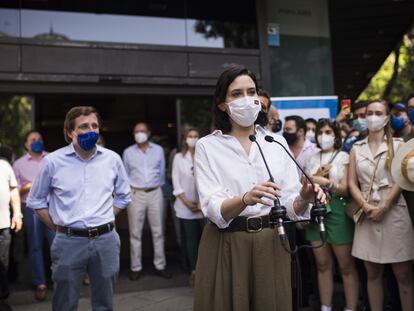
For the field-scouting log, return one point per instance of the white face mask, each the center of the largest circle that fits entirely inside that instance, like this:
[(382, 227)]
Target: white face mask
[(191, 141), (326, 141), (141, 137), (376, 123), (244, 111), (310, 135)]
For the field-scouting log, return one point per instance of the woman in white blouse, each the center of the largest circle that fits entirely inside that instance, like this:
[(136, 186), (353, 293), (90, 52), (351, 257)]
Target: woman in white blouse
[(186, 204), (241, 264), (329, 168)]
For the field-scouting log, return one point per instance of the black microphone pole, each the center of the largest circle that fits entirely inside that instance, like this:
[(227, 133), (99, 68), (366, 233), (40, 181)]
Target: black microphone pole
[(318, 210), (277, 212)]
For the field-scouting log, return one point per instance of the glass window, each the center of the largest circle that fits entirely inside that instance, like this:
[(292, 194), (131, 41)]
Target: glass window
[(216, 24), (9, 22), (61, 25), (299, 48)]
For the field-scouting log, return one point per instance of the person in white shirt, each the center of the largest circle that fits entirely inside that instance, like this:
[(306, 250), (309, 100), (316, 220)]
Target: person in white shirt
[(241, 263), (145, 165), (186, 204)]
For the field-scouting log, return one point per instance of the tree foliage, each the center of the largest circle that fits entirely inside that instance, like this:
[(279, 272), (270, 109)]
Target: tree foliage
[(395, 79), (14, 122)]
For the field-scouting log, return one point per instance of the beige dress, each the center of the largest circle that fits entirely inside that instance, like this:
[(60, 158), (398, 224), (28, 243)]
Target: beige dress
[(391, 239)]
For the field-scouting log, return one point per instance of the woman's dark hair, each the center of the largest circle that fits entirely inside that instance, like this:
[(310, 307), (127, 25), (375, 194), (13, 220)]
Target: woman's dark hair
[(221, 118), (265, 94), (335, 128), (299, 122)]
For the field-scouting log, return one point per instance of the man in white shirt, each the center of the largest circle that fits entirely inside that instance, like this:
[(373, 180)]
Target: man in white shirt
[(294, 132), (145, 166)]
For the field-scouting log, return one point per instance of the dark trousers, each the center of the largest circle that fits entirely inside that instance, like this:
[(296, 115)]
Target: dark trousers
[(72, 257), (36, 231), (5, 240)]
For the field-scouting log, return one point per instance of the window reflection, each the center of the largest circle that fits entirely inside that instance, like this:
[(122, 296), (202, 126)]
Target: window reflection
[(115, 28), (9, 23), (103, 27)]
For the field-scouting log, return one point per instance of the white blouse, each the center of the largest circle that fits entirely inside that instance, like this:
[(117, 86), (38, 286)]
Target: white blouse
[(319, 159), (184, 183), (223, 170)]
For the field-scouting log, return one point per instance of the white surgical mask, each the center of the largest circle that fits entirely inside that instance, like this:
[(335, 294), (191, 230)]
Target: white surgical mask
[(310, 134), (326, 141), (244, 111), (191, 141), (141, 137), (376, 123)]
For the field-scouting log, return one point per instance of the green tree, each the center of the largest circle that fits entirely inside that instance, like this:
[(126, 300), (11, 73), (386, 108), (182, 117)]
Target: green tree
[(395, 79), (14, 122)]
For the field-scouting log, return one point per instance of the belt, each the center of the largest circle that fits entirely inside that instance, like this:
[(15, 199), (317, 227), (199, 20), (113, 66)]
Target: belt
[(90, 233), (145, 189), (248, 224)]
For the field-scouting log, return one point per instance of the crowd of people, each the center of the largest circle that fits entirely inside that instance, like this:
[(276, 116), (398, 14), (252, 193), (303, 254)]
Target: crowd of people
[(361, 164)]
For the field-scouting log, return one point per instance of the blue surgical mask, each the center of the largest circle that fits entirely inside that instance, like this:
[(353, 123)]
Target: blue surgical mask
[(87, 141), (37, 146), (411, 115), (397, 123), (360, 125)]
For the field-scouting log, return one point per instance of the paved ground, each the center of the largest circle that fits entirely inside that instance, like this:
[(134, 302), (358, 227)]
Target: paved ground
[(168, 299)]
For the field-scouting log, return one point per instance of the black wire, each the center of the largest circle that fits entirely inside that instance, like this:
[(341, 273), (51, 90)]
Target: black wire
[(299, 289)]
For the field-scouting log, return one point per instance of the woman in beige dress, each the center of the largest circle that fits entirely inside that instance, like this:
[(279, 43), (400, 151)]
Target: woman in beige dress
[(385, 235)]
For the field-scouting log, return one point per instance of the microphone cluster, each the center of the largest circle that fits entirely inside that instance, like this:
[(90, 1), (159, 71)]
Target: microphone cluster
[(277, 213)]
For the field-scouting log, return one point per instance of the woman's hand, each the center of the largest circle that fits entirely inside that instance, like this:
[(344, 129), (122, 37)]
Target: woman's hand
[(308, 193), (260, 192)]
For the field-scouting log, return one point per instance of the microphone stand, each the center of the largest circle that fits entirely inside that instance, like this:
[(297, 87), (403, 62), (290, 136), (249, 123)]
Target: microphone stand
[(277, 218)]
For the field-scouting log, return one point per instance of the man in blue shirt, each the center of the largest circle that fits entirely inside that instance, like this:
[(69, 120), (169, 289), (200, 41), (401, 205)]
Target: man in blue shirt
[(86, 186), (145, 166)]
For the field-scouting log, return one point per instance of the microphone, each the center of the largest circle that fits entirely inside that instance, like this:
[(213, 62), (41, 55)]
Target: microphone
[(277, 212), (318, 210)]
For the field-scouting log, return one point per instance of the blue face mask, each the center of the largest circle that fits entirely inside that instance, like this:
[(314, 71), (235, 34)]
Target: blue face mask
[(347, 145), (397, 123), (411, 115), (87, 141), (37, 146), (360, 125)]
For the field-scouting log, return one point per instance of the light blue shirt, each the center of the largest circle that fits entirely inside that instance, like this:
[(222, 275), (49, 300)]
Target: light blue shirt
[(145, 169), (82, 192)]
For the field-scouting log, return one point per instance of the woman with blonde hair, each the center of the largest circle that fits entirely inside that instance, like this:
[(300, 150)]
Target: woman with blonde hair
[(384, 233), (329, 168)]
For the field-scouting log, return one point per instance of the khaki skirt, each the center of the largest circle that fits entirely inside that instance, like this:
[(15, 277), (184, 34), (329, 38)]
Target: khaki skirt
[(242, 271)]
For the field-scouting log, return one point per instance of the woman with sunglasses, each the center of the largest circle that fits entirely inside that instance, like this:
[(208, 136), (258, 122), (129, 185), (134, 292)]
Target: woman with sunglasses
[(186, 204), (241, 264), (329, 168), (385, 233)]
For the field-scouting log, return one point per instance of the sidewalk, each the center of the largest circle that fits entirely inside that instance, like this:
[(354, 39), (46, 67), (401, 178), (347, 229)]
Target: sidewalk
[(168, 299), (150, 292)]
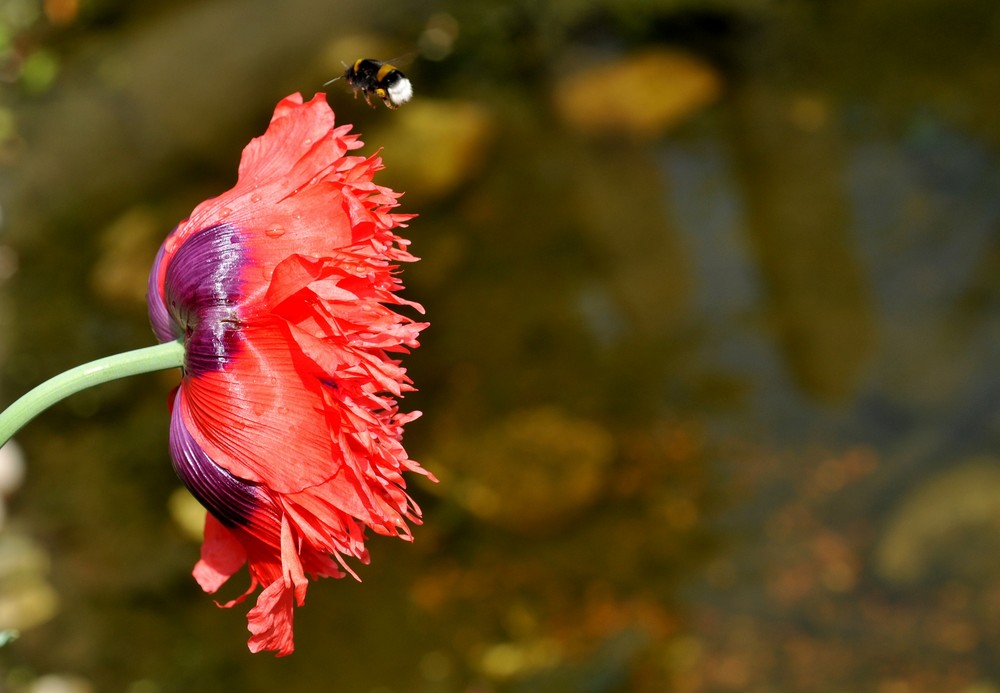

= Exercise instructions =
The records shown above are to be repeated exactly, with the pictures left out.

= Written answer =
For the field-scouting log, return one point per instance of the white face mask, each the center of the largest circle that fits entirely inside that instance, like this:
[(382, 227)]
Target: white face mask
[(191, 141), (326, 141), (141, 137), (376, 123), (244, 111), (310, 135)]
For the field-scouting log, return one point per instance of the woman in white blouse, each the center of the largest circle that fits entirely inside that instance, like this:
[(136, 186), (353, 293), (90, 52), (351, 257)]
Target: woman in white blouse
[(186, 204), (241, 264), (329, 168)]
For the field-scouting log, return one point per instance of the black microphone pole, each the center of the largest circle that fits entirely inside that instance, like this:
[(227, 133), (99, 68), (366, 233), (40, 181)]
Target: black microphone pole
[(318, 210), (277, 212)]
For the field-scouting log, return one point per instance of the glass window, each the center of the largest circle that fits entirely inside that instance, like this:
[(292, 194), (131, 41)]
Target: glass window
[(216, 24), (9, 22), (61, 25), (299, 48)]
For the field-scouting log, return one point per instance of the person in white shirt, each the center of the largest circle that fits entirely inside that instance, like this:
[(306, 250), (309, 100), (316, 220)]
Target: person in white shirt
[(241, 263), (145, 165), (186, 204)]
For the field-scouting log, return one point per instance of the tree foliage, each the center of the largest circle that fits entirely inside that instance, like this:
[(279, 272), (270, 109)]
Target: tree foliage
[(395, 79), (14, 122)]
For the field-scouting log, return one point per instance of the beige dress, each the center of the largest circle that fits entirely inside that instance, like this:
[(60, 158), (398, 224), (28, 243)]
Target: beige dress
[(391, 239)]
For the field-scouting log, return one point per instance of the woman's dark hair, each the center of the largest circle that fits entirely inside that instance, like this:
[(310, 307), (127, 25), (375, 194), (13, 220)]
Target: woman's dark hair
[(221, 118), (265, 94), (335, 128), (299, 122)]
For the field-scouting log, return one point per instance of the man in white shirt, each the center of the largest circle that fits entirely inside that instance, like this:
[(373, 180)]
Target: man in white shirt
[(294, 132), (145, 166)]
For the field-scouting log, return one point per instance of the dark trousers, each the center of the largest circle that fits entirely inside that instance, like this:
[(296, 115)]
Target: dark trousers
[(72, 257), (36, 231), (5, 240)]
For the field-scouting log, return one point per instance of the window reflection, each the center of the largest circle that fits entirely inside that instance, like this:
[(122, 296), (202, 126)]
Target: window reflection
[(115, 28), (9, 23), (103, 27)]
For the field-scouting log, return one point per instance of the white blouse, each the center of the largest circle that fits entirely inside that instance, like this:
[(117, 86), (38, 286)]
Target: white blouse
[(319, 159), (184, 183), (223, 170)]
For the field-scouting log, return one point per instance of the white surgical mask, each the center of the largest circle that fits entirely inside that instance, like this:
[(335, 294), (191, 230)]
Target: white surgical mask
[(310, 134), (326, 141), (244, 111), (191, 141), (141, 137), (376, 123)]
For the field-scouting log, return one point per instance of the green tree, each the center of the largest circle that fits entirely inside that instance, like this:
[(126, 300), (11, 73), (386, 108), (182, 117)]
Target: green tree
[(395, 79), (14, 122)]
For the field-scouting log, return one point per instance of the belt, each the center of the largest circle that fits entirely inside that instance, like this:
[(15, 199), (317, 227), (199, 20), (113, 66)]
Target: belt
[(90, 233), (145, 189), (248, 224)]
For the field-scouting log, return one point per instance of the crowd of people, each the center of the largest circle that fits entirely inside that instance, like this:
[(276, 116), (398, 14), (252, 193), (303, 254)]
Target: crowd of people
[(361, 164)]
For the field-scouting log, return one point per instance of the blue surgical mask, each the center of the largest circle that fits entirely inside that instance, like this:
[(353, 123)]
Target: blue surgical mask
[(87, 141), (37, 146), (411, 115), (397, 123), (360, 125)]
For the field-scouting log, return one point per instance of the paved ground, each the center of the largest circle that fits entirely inside that instance, like this:
[(134, 302), (358, 227)]
Target: paved ground
[(168, 299)]
For the field-scouting log, return one point per instance of the black wire, each the center of the largest circle that fits entirely inside that instance, like this:
[(341, 273), (51, 90)]
Target: black wire
[(299, 289)]
For the field-scouting log, return one point per instance of the woman in beige dress, each the center of the largest circle that fits entirely inside that instance, like this:
[(279, 43), (400, 151)]
Target: woman in beige dress
[(385, 235)]
For the field-scouting log, return one point per instance of the microphone cluster, each the center of the largest circle that fits entirely inside that instance, like this:
[(90, 1), (159, 71)]
Target: microphone cluster
[(277, 213)]
For the field-scouting log, return one point per instance of the woman's hand, each the center of the largest circle that fits entirely inside that instance, like this:
[(344, 129), (122, 37)]
Target: woman's hand
[(308, 193), (260, 192)]
For the field-scouting log, return one point per instance of the microphone stand, each the center of the largest circle that fits entirely inside that instance, like this:
[(297, 87), (403, 62), (290, 136), (249, 123)]
Target: microphone stand
[(277, 218)]
For the field-scouting log, return one point per instance of the man in blue shirt, each the center of the largest circle that fits entirely inside that instance, like this:
[(69, 120), (169, 289), (200, 41), (401, 205)]
Target: man in blue shirt
[(86, 186), (145, 166)]
For the field-scouting log, return one point per instance of the microphone, each the center of the largest circle that fits entirely inside that instance, like this:
[(213, 62), (41, 55)]
Target: microphone
[(277, 212), (318, 210)]
For the field-scouting log, return one point per instance of the blue face mask, each the center of the largest circle that fits entirely inside that instance, like this:
[(314, 71), (235, 34)]
Target: blue face mask
[(347, 145), (397, 123), (411, 115), (87, 141), (37, 146), (360, 125)]
For the field-scouting log, return one point per instance of the light blue shirt, each the center of the largest circle that fits entirely inside that instance, like this:
[(222, 275), (49, 300)]
Target: light blue shirt
[(145, 169), (82, 192)]
For the field-scouting log, return one point per instance of the woman with blonde hair, each the center of the largest circle that fits entirely inside that instance, like this:
[(300, 150)]
Target: woman with blonde hair
[(384, 233), (329, 168)]
For the field-scouting log, return one point per instance of the khaki skirt, each the center of the largest circle that fits entirely inside that instance, like this:
[(15, 277), (184, 34), (329, 38)]
Target: khaki skirt
[(242, 271)]
For the field-scouting log, return one point per instance of the woman with sunglasses, each the center of the largest circle that fits entirely inside that instance, like this:
[(208, 136), (258, 122), (129, 185), (134, 292)]
Target: woman with sunglasses
[(186, 204), (241, 264), (329, 168), (385, 233)]
For the field-scouting log, return one point per instance of the sidewalk, each the center of the largest circle that fits entirely inside that instance, like this:
[(354, 39), (46, 67), (401, 178), (347, 229)]
Target: sidewalk
[(168, 299), (150, 292)]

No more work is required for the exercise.